• Records shown:
------------------------------------------------------------------------

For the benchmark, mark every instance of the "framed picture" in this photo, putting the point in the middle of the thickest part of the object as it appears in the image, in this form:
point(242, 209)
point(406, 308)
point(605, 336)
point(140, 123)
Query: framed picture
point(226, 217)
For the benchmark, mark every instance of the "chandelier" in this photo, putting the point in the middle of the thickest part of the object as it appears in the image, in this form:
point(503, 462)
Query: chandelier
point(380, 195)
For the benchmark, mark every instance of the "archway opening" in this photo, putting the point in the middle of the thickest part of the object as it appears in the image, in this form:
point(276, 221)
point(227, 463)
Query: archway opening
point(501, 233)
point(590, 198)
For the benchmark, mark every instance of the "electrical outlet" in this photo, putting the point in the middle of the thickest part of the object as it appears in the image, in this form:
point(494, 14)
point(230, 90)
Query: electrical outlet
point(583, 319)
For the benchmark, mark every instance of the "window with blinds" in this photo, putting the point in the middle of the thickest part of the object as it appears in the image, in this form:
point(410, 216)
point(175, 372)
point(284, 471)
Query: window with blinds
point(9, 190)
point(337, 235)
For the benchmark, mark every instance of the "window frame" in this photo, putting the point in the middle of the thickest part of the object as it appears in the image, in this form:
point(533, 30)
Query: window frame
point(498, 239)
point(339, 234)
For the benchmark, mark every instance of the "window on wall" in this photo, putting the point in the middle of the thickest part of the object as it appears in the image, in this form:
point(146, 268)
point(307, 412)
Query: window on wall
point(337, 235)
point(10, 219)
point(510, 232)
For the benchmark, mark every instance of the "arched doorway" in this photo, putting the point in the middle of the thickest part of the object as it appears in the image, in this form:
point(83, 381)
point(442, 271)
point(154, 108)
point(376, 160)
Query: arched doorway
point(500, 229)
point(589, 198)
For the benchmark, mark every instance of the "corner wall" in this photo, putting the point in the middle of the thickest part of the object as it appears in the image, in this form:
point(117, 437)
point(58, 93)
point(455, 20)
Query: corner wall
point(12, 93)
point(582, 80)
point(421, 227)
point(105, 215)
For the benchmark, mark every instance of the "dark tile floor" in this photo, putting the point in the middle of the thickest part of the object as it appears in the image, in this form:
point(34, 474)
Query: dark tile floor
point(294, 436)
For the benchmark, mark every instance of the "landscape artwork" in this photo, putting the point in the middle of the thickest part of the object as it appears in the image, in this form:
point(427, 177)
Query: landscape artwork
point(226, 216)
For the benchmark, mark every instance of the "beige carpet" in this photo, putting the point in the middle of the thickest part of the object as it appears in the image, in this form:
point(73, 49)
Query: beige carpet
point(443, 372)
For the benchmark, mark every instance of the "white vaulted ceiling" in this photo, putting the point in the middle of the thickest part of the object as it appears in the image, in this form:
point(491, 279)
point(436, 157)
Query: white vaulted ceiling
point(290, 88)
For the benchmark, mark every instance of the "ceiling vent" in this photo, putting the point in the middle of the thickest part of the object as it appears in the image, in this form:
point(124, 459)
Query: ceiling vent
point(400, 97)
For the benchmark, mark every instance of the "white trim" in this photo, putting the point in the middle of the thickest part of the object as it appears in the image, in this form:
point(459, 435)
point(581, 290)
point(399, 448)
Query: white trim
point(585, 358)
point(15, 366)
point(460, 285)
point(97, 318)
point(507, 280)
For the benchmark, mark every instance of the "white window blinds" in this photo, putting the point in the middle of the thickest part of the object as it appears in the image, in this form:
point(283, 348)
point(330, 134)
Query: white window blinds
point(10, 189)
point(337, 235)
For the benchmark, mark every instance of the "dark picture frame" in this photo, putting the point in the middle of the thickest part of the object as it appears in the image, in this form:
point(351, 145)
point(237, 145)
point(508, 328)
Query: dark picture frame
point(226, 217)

------------------------------------------------------------------------

• Set task: Recast the records above as a Markdown table with the columns "Row" and "Record line", covering the stretch from the start of the records through the line that contains "point(510, 232)". Number each row and leave out blank lines.

• Completed task:
| Row | Record line |
|---|---|
| 1 | For the benchmark, mark every instance of the "framed picture" in this photo, putting the point in the middle of the thickest part of the object as it appears in the image, in this form: |
| 2 | point(242, 209) |
| 3 | point(406, 308) |
| 4 | point(605, 336) |
| 5 | point(140, 123) |
| 6 | Query: framed picture |
| 7 | point(226, 217) |
| 8 | For the benchmark, mark every instance of the "chandelier" in this photo, putting the point in the middle of the thickest part of the object as it appears in the image, in this form: |
| 9 | point(503, 462) |
| 10 | Query: chandelier |
| 11 | point(380, 195) |
| 12 | For the benchmark, mark every instance of the "archway opening" in this photo, putting the point in the middle of the thickest part of the object as it appears in the image, in this form: |
| 13 | point(276, 221) |
| 14 | point(227, 463) |
| 15 | Query: archway opening |
| 16 | point(501, 233) |
| 17 | point(590, 198) |
| 18 | For the benchmark, mark every instance of the "electrical outlet" in this photo, putting the point in the middle of the thickest part of the object as it appears in the image, in this form: |
| 19 | point(494, 14) |
| 20 | point(230, 90) |
| 21 | Query: electrical outlet |
| 22 | point(583, 319) |
| 23 | For the benchmark, mark every instance of the "window with blinds" in this photo, putting the point in the middle of the thickest part of the object as it appears in the image, in this form: |
| 24 | point(410, 216) |
| 25 | point(175, 372) |
| 26 | point(284, 471) |
| 27 | Query: window with blinds |
| 28 | point(9, 190) |
| 29 | point(337, 235) |
| 30 | For the benchmark, mark every instance of the "window frame" in this photo, putting the point in the middle of the thickest part of the object as it appears in the image, in this form: |
| 31 | point(533, 30) |
| 32 | Query: window frame |
| 33 | point(498, 239) |
| 34 | point(339, 234) |
| 35 | For the benchmark, mark every instance of the "window on wall" in this photo, putting the point in the middle of the thickest part of the object as it appears in the image, in this form: |
| 36 | point(146, 268) |
| 37 | point(307, 412) |
| 38 | Query: window on wall |
| 39 | point(337, 235) |
| 40 | point(10, 219) |
| 41 | point(510, 232) |